* Available records *
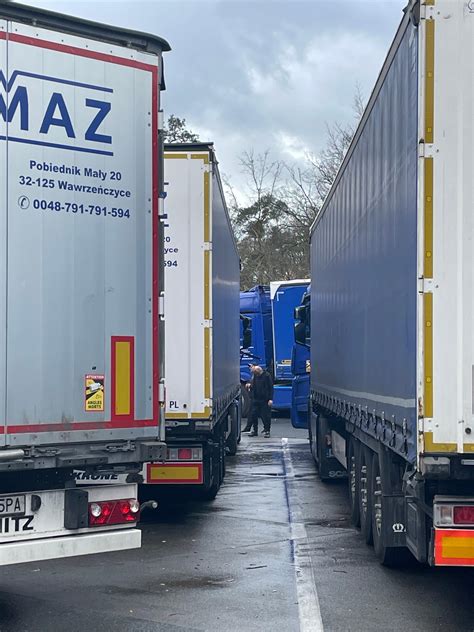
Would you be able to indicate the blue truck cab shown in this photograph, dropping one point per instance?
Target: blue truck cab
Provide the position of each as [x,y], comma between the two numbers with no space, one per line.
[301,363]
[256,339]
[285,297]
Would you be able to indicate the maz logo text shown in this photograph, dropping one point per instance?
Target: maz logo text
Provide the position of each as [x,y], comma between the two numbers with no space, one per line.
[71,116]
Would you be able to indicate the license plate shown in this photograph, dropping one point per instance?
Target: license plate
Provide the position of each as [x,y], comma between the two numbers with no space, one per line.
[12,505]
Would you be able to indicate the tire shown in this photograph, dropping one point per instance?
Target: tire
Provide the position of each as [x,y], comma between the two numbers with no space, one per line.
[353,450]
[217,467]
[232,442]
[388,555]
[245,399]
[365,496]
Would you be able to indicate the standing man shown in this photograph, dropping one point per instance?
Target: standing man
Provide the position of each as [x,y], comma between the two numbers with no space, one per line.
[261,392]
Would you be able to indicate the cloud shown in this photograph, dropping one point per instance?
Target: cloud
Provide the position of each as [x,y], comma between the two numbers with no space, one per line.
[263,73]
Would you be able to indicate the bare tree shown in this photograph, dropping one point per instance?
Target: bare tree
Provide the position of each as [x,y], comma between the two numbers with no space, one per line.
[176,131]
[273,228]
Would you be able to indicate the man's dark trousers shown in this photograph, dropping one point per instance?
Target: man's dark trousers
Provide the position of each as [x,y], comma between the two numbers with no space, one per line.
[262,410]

* What needs to be done *
The answer should contain only the lines from the beginning of the material above through the line with "Would you be able to indicate the license", retyped exactly, with the pictures removed.

* Reply to the task *
Would you be able to indicate the blue truck cab shown in this photograph, dropping one point per instance?
Target: blue truck cab
Provide the position of each as [x,y], comma between the two numbers with no space, one per line.
[301,363]
[256,339]
[285,297]
Would you be able to indicate the maz logo text shown in this photograph, dropping one point per instance?
Target: maz logo text
Provide the position of each as [x,y], comma between the two numbers with no space, one per line.
[71,116]
Would you be able to indicate the license plate shown in this photograph, dropping one point per instance?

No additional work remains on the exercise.